TEXT SHOWN ::
'''

Beiträge von 0VERXHEAVEN

    The working preset from Media Encoder is H.264 - Match Source, High Bitrate.

    I decided to bite and try out exactly what the post you shared said, with Handbrake, and this result also got decimated by YouTube (worse than stock VEGAS export)

    Seems like the only thing that works is whatever Media Encoder is doing behind the scenes. This is the output settings as described in Media Encoder:
    3840x2160 (1.0), 59.94 fps, Progressive, Hardware Encoding, VBR, 1 pass, Target 10.00 Mbps

    I've tried mimicking this in the other programs but it's just not enough information. Granted I don't know what the (1.0) is.

    I keep trying with any combination of settings and it always comes out worse than stock VEGAS. I'm at a loss.

    Correct. See, at least to me, Media Encoder makes it difficult to tell exactly what it's doing; the only thing I've changed from its default h264 preset is the target bitrate. I also don't have on-demand access to Media Encoder (the reason I don't want to use it haha) so I can't go back now and double check the preset's params, I'd need a day or so, but even then I'm not sure I know what settings are pertinent to this discussion. Afaik Media Encoder won't give me a string like the one I have in the third post - though I could just be oblivious to where to access it.

    I figured something out that works, though I don't quite understand how it works so if someone could shed some light on this that'd be great:
    1) Export from VEGAS, built-in ProRes HD preset
    2) Send to Adobe Media Encoder, typical h264 preset, 35k bitrate as recommended
    3) Result looks great, upload to YouTube and it still looks great

    For some reason this process works totally fine when done with Media Encoder, but through anything else (namely Shutter Encoder, my preferred program) the artifacts are created.

    I'd prefer to not use Media Encoder. I'm fine with having to do the ProRes render and then reencode, but I need to figure out what's different between Media Encoder and the others that makes the former work and the others fail. As far as I can tell every setting is the same, so I'm at a loss.

    This doesn't really relate to Voukoder anymore (unless I could use it in some way here?) but I'd appreciate any help I can get, searching for this sort of thing is hard.

'''

DATA EXTRACT ::
'''

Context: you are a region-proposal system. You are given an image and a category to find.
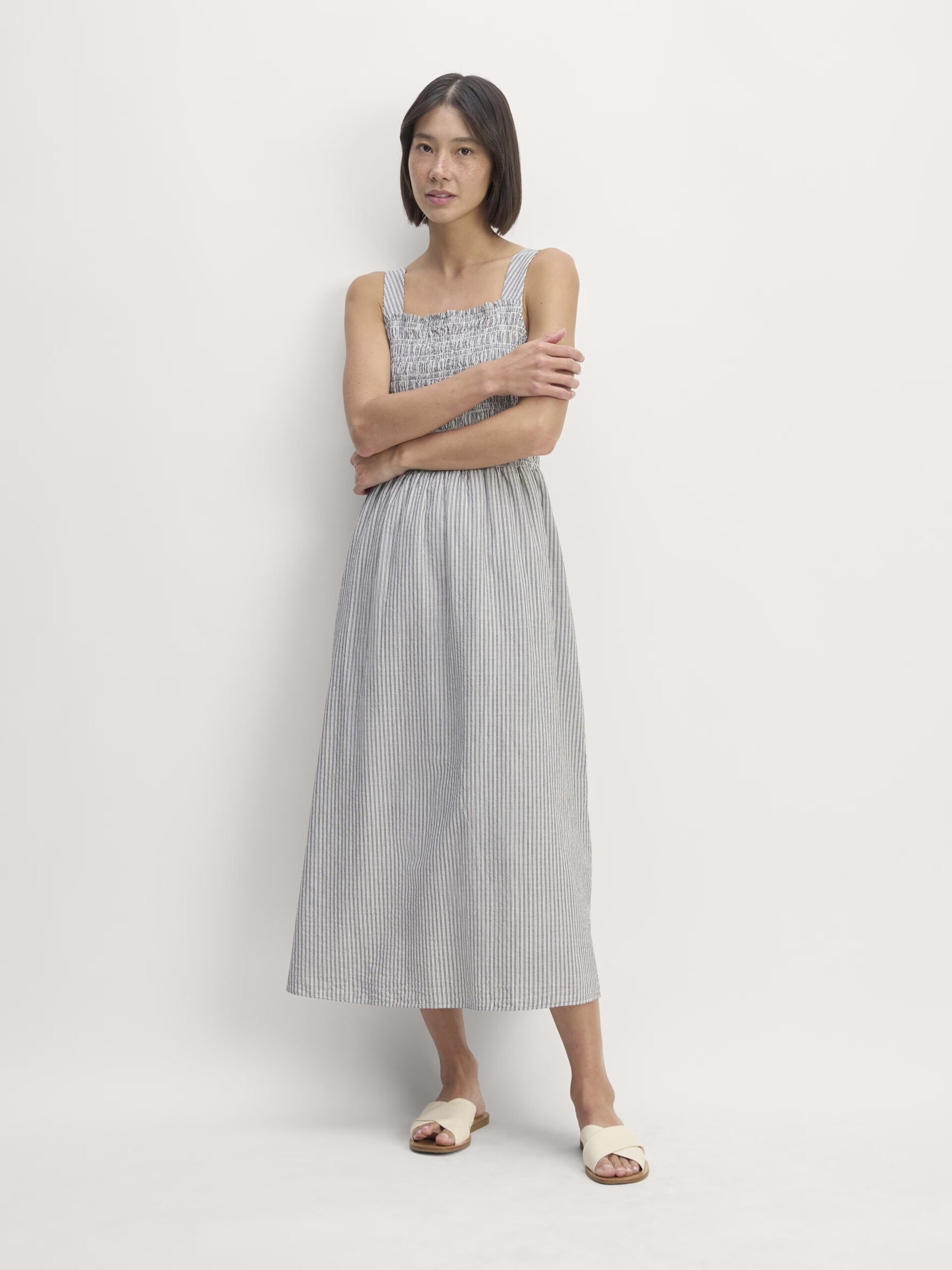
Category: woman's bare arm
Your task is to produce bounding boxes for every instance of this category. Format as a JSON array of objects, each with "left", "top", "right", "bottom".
[{"left": 394, "top": 248, "right": 581, "bottom": 471}]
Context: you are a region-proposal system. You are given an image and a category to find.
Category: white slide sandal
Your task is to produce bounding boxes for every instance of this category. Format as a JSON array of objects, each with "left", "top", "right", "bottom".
[
  {"left": 410, "top": 1098, "right": 489, "bottom": 1156},
  {"left": 579, "top": 1124, "right": 648, "bottom": 1186}
]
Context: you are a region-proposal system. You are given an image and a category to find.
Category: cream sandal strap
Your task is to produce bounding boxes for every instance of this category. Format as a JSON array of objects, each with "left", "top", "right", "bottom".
[
  {"left": 579, "top": 1124, "right": 648, "bottom": 1173},
  {"left": 410, "top": 1098, "right": 476, "bottom": 1147}
]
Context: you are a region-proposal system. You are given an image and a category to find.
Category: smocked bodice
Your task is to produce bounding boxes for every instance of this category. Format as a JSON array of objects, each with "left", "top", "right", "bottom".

'''

TASKS AND EXERCISES ::
1/ In the forum posts, which program does the writer call their preferred one?
2/ Reproduce the part of the forum posts starting with "I've tried mimicking" and going on through "to access it.".

TASK-BY-TASK RESULTS ::
1/ Shutter Encoder.

2/
I've tried mimicking this in the other programs but it's just not enough information. Granted I don't know what the (1.0) is.

    I keep trying with any combination of settings and it always comes out worse than stock VEGAS. I'm at a loss.

    Correct. See, at least to me, Media Encoder makes it difficult to tell exactly what it's doing; the only thing I've changed from its default h264 preset is the target bitrate. I also don't have on-demand access to Media Encoder (the reason I don't want to use it haha) so I can't go back now and double check the preset's params, I'd need a day or so, but even then I'm not sure I know what settings are pertinent to this discussion. Afaik Media Encoder won't give me a string like the one I have in the third post - though I could just be oblivious to where to access it.